**KUTIPAN TERPILIH:**
Seorang teolog jika hanya tahu amat sedikit tentang pengalaman manusiawi yang berbicara mengenai Allah, maka teologinya bisa menjadi abstrak, tanpa warna, sangat jauh dari penyingkapan akan pribadi manusia dan dunia. Memang sebagai teolog setiap kali saya membuka buku akan ilmu pengetahuan modern, saya mudah segera menjadi panik, sebab sebagian besar apa yang tertulis dalam buku tersebut sangatlah asing bagi saya. Saya merasa tidak sanggup memahami isinya. Karenanya sebagai teolog, saya merasa berkompromi dengan wajah sempit realitas ini, sehingga abstraksi yang kaku dan tanpa makna dari konsep teologis saya menjadikan saya terkejut (shock).

**BAGIAN DATA:**
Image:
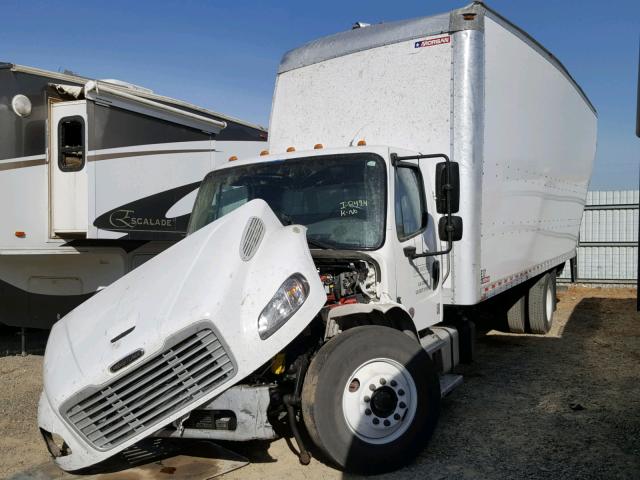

**KUMPULAN TUGAS:**
1) Tolong jelaskan, menurut kutipan tentang teolog, mengapa penulis mudah panik setiap kali membuka buku ilmu pengetahuan modern.
2) Teruskan kutipan tentang teolog itu mulai dari sesudah kalimat terakhirnya.

**JAWABAN PER TUGAS:**
1) Penulis mudah panik karena sebagian besar isi buku ilmu pengetahuan modern sangat asing baginya. Akibatnya, ia merasa tidak sanggup memahami isinya.

2)
Sebagai seorang teolog saya menyatakan bahwa Allah menciptakan dunia, namun, karena hanya tahu sangat sedikit tentang dunia ini, kenyataan ciptaan akhirnya tetap asing bagi saya. Sebagai teolog saya juga mewartakan bahwa Yesus, yang adalah manusia, adalah Tuhan segala ciptaan. Kemudian ketika saya membaca perkembangan semesta yang telah berjalan selama jutaan tahun, saya lalu dengan cemas mempertanyakan apakah maksud sebenarnya dari pernyataan saya tersebut. .. Saya menemukan bahwa ilmu pengetahuan modern mengajukan berbagai pertanyaan pada teologi, dan teologi hingga kini tidak mampu memberikan jawaban terang atas persoalan-persoalan tersebut.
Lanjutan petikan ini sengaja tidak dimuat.